How to complete this task >> One exact copy of the listing, minus the images, is the required answer.
^^^^
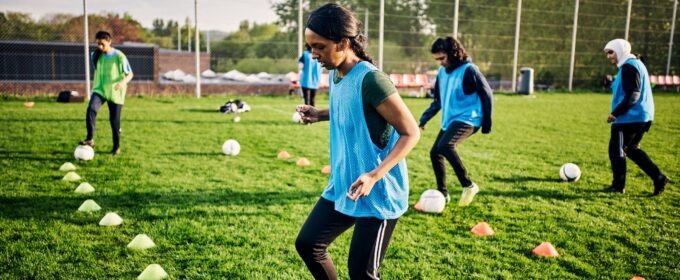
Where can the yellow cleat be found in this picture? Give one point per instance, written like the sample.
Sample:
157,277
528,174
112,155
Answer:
468,195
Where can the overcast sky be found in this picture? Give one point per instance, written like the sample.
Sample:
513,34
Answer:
223,15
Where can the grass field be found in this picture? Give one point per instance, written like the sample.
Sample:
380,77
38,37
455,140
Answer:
218,217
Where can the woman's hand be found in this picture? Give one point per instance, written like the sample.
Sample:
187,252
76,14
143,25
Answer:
611,118
362,186
309,113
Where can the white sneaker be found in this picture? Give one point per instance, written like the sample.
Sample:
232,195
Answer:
468,195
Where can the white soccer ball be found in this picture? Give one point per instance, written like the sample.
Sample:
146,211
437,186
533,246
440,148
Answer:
296,117
231,147
84,152
432,201
570,172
^^^^
The answer >>
Where can the yellow cleat be found in this picture? Give one point per instance, written like the sample.
Sample:
157,277
528,174
112,155
Answer:
468,195
Where can the overcast sky be found in this picture? Give one point per instance, written like the sample.
Sample:
513,34
Answer:
223,15
Where can the grass field be found in this picture? Give one point per instance, written like the sample.
Sample:
380,77
38,37
455,140
Answer:
218,217
Where can the woman's hand be found in this picture? Give one point per instance, written like the sample.
Sample:
187,252
76,14
143,25
Answer:
611,118
362,186
309,113
Where can the white sneaker be found in this picture? Give one point per instance, written like the sample.
Sample:
232,195
Answer:
468,195
Where can the white soccer ball be found in this picture? Give one point per instance, written like the sample.
Sample:
146,211
437,186
533,246
440,148
Answer:
296,117
231,147
84,152
432,201
570,172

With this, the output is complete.